(Point-based annotation listing)
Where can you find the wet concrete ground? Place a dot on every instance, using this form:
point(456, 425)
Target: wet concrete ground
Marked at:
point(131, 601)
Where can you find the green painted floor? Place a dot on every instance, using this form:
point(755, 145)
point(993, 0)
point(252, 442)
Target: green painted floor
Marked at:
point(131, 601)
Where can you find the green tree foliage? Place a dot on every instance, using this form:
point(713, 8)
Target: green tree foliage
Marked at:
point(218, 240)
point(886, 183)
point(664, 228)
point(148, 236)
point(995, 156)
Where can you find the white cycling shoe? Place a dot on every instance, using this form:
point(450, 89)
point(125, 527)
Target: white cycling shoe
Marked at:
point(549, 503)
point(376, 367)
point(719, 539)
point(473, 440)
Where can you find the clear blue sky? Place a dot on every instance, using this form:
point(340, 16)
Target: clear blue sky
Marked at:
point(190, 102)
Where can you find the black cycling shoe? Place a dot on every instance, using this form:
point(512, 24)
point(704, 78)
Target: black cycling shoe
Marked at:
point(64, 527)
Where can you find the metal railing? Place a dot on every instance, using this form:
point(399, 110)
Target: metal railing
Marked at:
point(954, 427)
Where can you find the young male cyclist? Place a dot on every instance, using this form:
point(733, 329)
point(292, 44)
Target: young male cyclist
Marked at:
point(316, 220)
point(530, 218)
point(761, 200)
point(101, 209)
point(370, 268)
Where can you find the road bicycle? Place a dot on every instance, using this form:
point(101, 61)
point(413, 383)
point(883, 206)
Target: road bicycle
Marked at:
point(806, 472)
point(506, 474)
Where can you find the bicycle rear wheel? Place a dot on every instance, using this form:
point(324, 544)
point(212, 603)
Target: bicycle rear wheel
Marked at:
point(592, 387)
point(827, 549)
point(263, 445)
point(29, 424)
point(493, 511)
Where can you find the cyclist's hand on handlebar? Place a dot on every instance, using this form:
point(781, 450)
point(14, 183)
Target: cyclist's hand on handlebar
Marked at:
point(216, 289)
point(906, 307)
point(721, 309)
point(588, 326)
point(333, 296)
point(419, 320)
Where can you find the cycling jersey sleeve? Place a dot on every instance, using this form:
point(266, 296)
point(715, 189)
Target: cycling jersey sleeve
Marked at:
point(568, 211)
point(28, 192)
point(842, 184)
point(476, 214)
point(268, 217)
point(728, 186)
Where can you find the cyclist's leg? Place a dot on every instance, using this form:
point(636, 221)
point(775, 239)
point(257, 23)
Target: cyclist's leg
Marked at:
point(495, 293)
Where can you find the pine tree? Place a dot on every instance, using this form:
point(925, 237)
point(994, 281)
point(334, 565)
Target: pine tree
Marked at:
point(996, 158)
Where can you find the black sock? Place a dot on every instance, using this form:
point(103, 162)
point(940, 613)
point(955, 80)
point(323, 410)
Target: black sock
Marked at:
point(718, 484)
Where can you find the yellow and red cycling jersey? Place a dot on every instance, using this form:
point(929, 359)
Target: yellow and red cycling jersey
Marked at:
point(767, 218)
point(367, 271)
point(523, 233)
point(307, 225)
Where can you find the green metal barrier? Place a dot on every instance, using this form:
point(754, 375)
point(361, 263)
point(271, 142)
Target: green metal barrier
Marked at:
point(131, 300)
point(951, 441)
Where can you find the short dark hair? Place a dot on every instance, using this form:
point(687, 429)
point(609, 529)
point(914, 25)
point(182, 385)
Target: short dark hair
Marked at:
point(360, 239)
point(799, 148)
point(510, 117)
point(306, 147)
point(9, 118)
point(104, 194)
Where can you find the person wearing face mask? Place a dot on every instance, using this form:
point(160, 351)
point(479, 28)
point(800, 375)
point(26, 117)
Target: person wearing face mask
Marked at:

◆ Given request
Reproduce the full listing, changing every "Marked at" to "Located at" and leaving all other text unchanged.

◆ Solution to this task
Where can you find the wet concrete ground? Place a dot on every instance, using this form:
point(456, 425)
Target: wet concrete ground
Located at:
point(131, 601)
Where can you find the green painted floor? Place a dot on every instance, using this form:
point(755, 145)
point(993, 0)
point(252, 442)
Target: green painted floor
Located at:
point(131, 601)
Where can you find the green tree foliage? Place a dot on every instance, using this form:
point(713, 8)
Target: green tree foliage
Located at:
point(218, 240)
point(886, 183)
point(664, 228)
point(148, 236)
point(995, 156)
Where can you find the white cycling shoe? Place a dot on every instance, using this form:
point(450, 89)
point(125, 527)
Target: white cycling shoe
Located at:
point(549, 503)
point(376, 367)
point(719, 539)
point(473, 440)
Where can you find the clear blue sky? Place a dot on every instance, using this form:
point(340, 16)
Target: clear blue sky
Located at:
point(190, 102)
Where can you find the black cycling shoe? Place a dot on every instance, using this form:
point(512, 24)
point(704, 78)
Target: black cycling shoe
Located at:
point(64, 527)
Where can you find the metal railing? Place a dot on every instance, using this form:
point(399, 110)
Target: metal railing
Located at:
point(954, 427)
Where can you find the young male cyclist? Place a dot on every instance, using this form:
point(733, 329)
point(292, 44)
Target: young male cyclist
Located at:
point(316, 220)
point(530, 218)
point(761, 200)
point(101, 209)
point(370, 268)
Where can you find the road bicycle? Place a dot on every instance, using this form:
point(101, 61)
point(413, 383)
point(883, 206)
Target: road bicycle
Located at:
point(806, 472)
point(506, 474)
Where can you find the bicycle rear wheel? Place a dot on every instance, using this form:
point(324, 544)
point(212, 603)
Target: bicycle rear wheel
Located at:
point(592, 387)
point(827, 549)
point(263, 445)
point(29, 424)
point(493, 511)
Where can you find the cyclist's hand on handlebar? Place a dot on every instance, using this form:
point(781, 450)
point(14, 183)
Target: cyclist's hand on handlebar
Located at:
point(216, 289)
point(906, 307)
point(721, 309)
point(588, 326)
point(333, 296)
point(419, 320)
Where can you find the cycling jersey sleeve? Place a dot on every instance, using this form:
point(266, 296)
point(715, 189)
Target: cycling jersey sleeve
Located at:
point(568, 211)
point(28, 192)
point(842, 184)
point(476, 214)
point(268, 217)
point(728, 186)
Where can you find the cyclist's leg? Place a dot on every instance, using this form:
point(636, 221)
point(775, 239)
point(257, 23)
Target: cyclist's leg
Located at:
point(495, 293)
Where can you find the pine tree? Place a dot on every instance, using this form:
point(925, 237)
point(994, 281)
point(334, 565)
Target: pine tree
Located at:
point(996, 158)
Where can you find the black sock? Place a dot on every instance, using this form:
point(103, 162)
point(940, 613)
point(955, 80)
point(323, 410)
Target: black sock
Located at:
point(718, 484)
Where can you find the yellow and red cycling jersey? Place a dot on every instance, using this form:
point(929, 359)
Target: yellow and red cycling jersey
Located at:
point(767, 218)
point(367, 271)
point(523, 233)
point(307, 225)
Where can you find the green metal barrier? Place a dot on every instance, using this form:
point(754, 375)
point(361, 263)
point(271, 142)
Target: green metal barrier
Located at:
point(131, 300)
point(951, 441)
Where can you find the short dark hair? Place a dot on every instance, using this form:
point(687, 429)
point(609, 529)
point(914, 25)
point(182, 385)
Target: short dark hair
Located at:
point(360, 239)
point(799, 148)
point(510, 117)
point(306, 147)
point(9, 118)
point(104, 194)
Where can you find the person wearing face mask? Place a dot on every instance, using this form:
point(160, 351)
point(479, 28)
point(800, 375)
point(26, 117)
Target: person wearing face mask
Located at:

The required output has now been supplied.